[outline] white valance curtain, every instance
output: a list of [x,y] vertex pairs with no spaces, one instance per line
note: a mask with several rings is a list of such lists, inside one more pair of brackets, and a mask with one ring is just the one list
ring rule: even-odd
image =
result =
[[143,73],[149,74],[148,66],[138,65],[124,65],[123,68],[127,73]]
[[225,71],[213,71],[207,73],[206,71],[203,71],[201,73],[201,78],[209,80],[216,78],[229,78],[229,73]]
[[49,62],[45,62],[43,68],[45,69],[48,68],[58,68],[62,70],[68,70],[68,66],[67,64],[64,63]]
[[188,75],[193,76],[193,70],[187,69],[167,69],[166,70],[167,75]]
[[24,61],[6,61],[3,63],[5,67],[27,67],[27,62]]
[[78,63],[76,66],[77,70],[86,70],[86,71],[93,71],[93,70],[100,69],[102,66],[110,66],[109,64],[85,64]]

☆ ☆ ☆ ☆ ☆ ☆ ☆

Your objective >>
Copy out every line above that contains the word "with" and leave out the rest.

Final result >>
output: a list of [x,y] vertex pairs with no spaces, one instance per line
note: a mask with several rings is a list of such lists, inside one more pair of brackets, and a mask with one ring is just the one list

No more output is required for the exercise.